**Task directions**
Please answer these three questions from the lupus cytokine text, one answer a line:
1. Which receptor, when blocked with specific Abs, prevented the IL-10 overproduction by TCSle cDCs?
2. Which MAPK is more phosphorylated in lupus cDCs?
3. In the RNA sequencing of SLE patients, which patients showed higher gene expression of these cytokines?

======== Excerpted passage

The cytokine network type I IFN-IL-27-IL-10 is augmented in murine and human lupus.

IL-10 is elevated in the autoimmune disease systemic lupus erythematosus (SLE). Here, we show that conventional dendritic cells (cDCs) from predisease lupus-prone B6.NZM Sle1/Sle2/Sle3 triple congenic (TCSle) mice produce more IL-10 than wild-type congenic cDCs upon TLR stimulation, and this overproduction is prevented by blocking the type I IFN receptor (IFNAR) with specific Abs. Priming wild-type cDCs with type I IFN mimics the IL-10 overproduction of TCSle cDCs. The MAPK ERK is more phosphorylated in lupus cDCs, partially contributing to IL-10 overproduction. Moreover, we found that TCSle cDCs express higher levels of IL-27 upon TLR7/TLR9 stimulation, and IFNAR blockade reduced IL-27 levels in TCSle cDCs. These results suggest that dysregulated type I IFNs in cDCs contribute to the increased IL-10 and IL-27 in SLE. Since IL-27 neutralization did not inhibit TLR-induced IL-10 production, we propose that type I IFNs enhanced IL-10 in TCSle cDCs independently from IL-27. Moreover, RNA sequencing analysis of a cohort of SLE patients reveals higher gene expression of these cytokines in SLE patients expressing a high IFN signature. Since IL-27 and IL-10 have both pro- and anti-inflammatory effects, our results also suggest that these cytokines can be modulated by the therapeutic IFN blockade in trials in SLE patients and have complex effects on the autoimmune response.

================
======== Source data

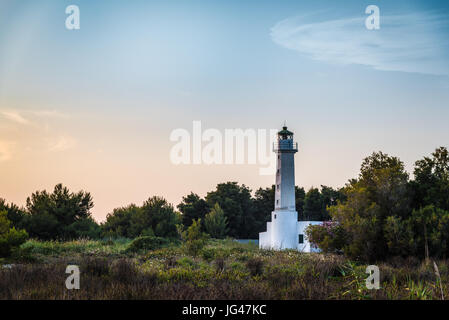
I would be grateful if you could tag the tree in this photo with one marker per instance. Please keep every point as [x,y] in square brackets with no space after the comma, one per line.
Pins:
[118,223]
[192,207]
[313,205]
[156,217]
[237,204]
[51,215]
[10,238]
[431,183]
[215,222]
[381,191]
[15,214]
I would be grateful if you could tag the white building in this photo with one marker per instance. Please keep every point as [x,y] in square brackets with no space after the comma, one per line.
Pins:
[285,231]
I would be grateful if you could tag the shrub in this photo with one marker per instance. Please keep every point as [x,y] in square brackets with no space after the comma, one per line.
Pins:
[329,236]
[255,266]
[215,222]
[10,238]
[195,240]
[147,243]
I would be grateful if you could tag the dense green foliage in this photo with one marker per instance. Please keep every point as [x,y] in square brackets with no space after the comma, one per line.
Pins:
[380,214]
[156,217]
[192,207]
[147,243]
[385,214]
[215,223]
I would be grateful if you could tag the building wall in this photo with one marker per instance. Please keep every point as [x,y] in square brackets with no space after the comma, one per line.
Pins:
[283,232]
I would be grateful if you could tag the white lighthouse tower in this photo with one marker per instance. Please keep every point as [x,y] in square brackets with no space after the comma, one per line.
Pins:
[285,231]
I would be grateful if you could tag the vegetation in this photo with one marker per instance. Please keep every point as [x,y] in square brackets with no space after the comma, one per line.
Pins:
[215,222]
[223,269]
[385,214]
[382,217]
[10,238]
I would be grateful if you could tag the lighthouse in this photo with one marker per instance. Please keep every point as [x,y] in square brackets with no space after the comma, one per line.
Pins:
[284,231]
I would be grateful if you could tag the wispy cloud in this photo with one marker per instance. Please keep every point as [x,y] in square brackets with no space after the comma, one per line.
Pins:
[5,150]
[62,143]
[409,43]
[14,116]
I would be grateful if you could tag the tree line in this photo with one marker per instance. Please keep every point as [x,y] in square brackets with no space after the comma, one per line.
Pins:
[381,213]
[228,211]
[387,214]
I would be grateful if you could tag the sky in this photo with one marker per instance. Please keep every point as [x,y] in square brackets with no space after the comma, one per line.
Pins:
[94,108]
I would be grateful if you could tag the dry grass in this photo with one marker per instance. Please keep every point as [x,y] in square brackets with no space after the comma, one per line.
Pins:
[225,270]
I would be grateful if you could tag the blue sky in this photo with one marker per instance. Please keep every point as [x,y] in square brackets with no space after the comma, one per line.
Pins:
[113,91]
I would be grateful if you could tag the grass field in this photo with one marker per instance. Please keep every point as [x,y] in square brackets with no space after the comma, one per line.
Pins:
[223,269]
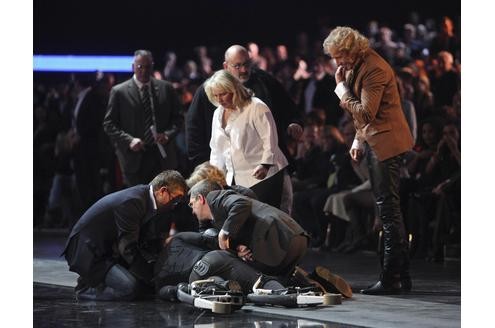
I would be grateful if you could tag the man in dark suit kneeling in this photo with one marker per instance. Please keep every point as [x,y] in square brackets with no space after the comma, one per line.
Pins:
[108,247]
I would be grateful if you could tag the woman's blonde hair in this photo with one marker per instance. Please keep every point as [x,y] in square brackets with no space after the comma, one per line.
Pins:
[223,81]
[343,39]
[206,171]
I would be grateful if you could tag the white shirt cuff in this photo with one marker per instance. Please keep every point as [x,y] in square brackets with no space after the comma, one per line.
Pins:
[340,90]
[357,145]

================

**The completed task**
1. The type I IFN receptor (IFNAR)
2. ERK
3. SLE patients expressing a high IFN signature